• **TO DO**
Rewrite the records below, replacing every "Kindly" with "Please" and leaving everything else the same.

[Excerpts from segmentation records]
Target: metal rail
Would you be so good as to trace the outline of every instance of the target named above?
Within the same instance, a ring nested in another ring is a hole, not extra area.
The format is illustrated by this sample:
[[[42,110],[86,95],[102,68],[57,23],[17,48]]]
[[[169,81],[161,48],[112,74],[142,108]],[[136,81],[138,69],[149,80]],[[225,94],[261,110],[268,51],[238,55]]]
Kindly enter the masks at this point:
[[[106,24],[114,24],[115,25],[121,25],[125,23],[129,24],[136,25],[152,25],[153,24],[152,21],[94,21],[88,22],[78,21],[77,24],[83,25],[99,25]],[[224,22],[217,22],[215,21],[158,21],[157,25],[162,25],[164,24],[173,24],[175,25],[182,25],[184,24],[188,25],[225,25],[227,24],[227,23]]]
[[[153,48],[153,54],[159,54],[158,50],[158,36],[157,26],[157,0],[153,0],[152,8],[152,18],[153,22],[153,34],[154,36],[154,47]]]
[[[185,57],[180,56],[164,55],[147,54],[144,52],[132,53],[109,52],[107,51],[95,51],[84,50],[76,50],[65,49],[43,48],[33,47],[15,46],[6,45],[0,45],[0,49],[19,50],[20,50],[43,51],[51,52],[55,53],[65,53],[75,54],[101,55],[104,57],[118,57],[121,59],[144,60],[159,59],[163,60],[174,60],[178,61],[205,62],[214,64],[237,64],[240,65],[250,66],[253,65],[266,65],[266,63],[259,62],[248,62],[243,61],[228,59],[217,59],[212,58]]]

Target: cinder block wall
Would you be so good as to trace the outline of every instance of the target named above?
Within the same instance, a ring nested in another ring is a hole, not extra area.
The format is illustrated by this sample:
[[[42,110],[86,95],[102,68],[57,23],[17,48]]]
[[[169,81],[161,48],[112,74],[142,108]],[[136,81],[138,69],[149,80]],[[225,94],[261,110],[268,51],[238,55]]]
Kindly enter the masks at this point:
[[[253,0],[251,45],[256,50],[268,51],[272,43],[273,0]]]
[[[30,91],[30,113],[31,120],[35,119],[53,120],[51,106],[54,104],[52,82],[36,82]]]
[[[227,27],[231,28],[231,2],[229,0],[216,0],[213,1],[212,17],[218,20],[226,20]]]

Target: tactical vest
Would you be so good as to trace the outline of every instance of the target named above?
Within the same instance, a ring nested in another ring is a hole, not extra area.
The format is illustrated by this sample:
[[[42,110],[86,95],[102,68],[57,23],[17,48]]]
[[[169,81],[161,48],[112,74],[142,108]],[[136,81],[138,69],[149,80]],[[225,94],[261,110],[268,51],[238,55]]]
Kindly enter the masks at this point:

• **FINAL RESULT**
Target: metal rail
Would you be so good as to trace the outline of every instance of the target named above?
Within the same instance, a ring nested in another ring is a hole, not extra area.
The format is illustrated by this sample:
[[[42,110],[86,95],[102,68],[57,23],[17,48]]]
[[[169,81],[161,48],[112,74],[142,108]],[[136,81],[138,69],[149,80]],[[225,94],[261,110],[268,51],[238,55]]]
Please enter the masks at this point:
[[[106,24],[114,24],[115,25],[121,25],[125,23],[129,24],[136,25],[152,25],[153,24],[152,21],[94,21],[88,22],[78,21],[77,24],[83,25],[99,25]],[[224,22],[217,22],[215,21],[158,21],[157,25],[162,25],[164,24],[173,24],[175,25],[182,25],[184,24],[188,25],[225,25],[227,24],[227,23]]]
[[[153,48],[153,54],[159,54],[158,50],[158,36],[157,26],[157,0],[153,0],[152,8],[152,18],[153,22],[153,34],[154,36],[154,47]]]
[[[185,57],[180,56],[164,55],[147,54],[144,52],[132,53],[109,52],[107,51],[95,51],[84,50],[76,50],[65,49],[43,48],[33,47],[15,46],[6,45],[0,45],[0,49],[19,50],[20,50],[43,51],[51,52],[55,53],[65,53],[75,54],[101,55],[104,57],[118,57],[121,59],[144,60],[159,59],[163,60],[174,60],[178,61],[205,62],[214,64],[237,64],[240,65],[250,66],[253,65],[266,65],[266,63],[259,62],[248,62],[243,61],[228,59],[217,59],[212,58]]]

Target: cinder block wall
Would you be so good as to trace the outline of every instance of the target named above?
Within the same instance, a ring nested in another ring is a hole, not extra area.
The format is illustrated by this sample:
[[[42,110],[86,95],[102,68],[57,23],[17,48]]]
[[[169,81],[161,48],[112,74],[142,108]],[[136,81],[138,69],[149,80]],[[225,94],[261,110],[268,51],[238,55]]]
Please enter the masks at this point:
[[[253,0],[251,45],[256,50],[268,51],[272,43],[273,0]]]
[[[30,91],[30,113],[31,120],[35,119],[53,120],[51,106],[54,104],[52,82],[36,82]]]
[[[227,27],[231,28],[231,2],[229,0],[216,0],[213,1],[212,17],[218,20],[226,20]]]

Target: tactical vest
Would you be so good as to trace the outline of every instance of the target named above?
Within the same instance, a ring nested in another ring is a hole, not extra area.
The format is illustrated by this sample:
[[[42,110],[86,95],[102,68],[57,23],[17,48]]]
[[[169,81],[161,48],[112,74],[142,108]],[[136,81],[138,69],[149,80]],[[225,94],[261,110],[268,51],[238,55]]]
Please enter the masks at this point:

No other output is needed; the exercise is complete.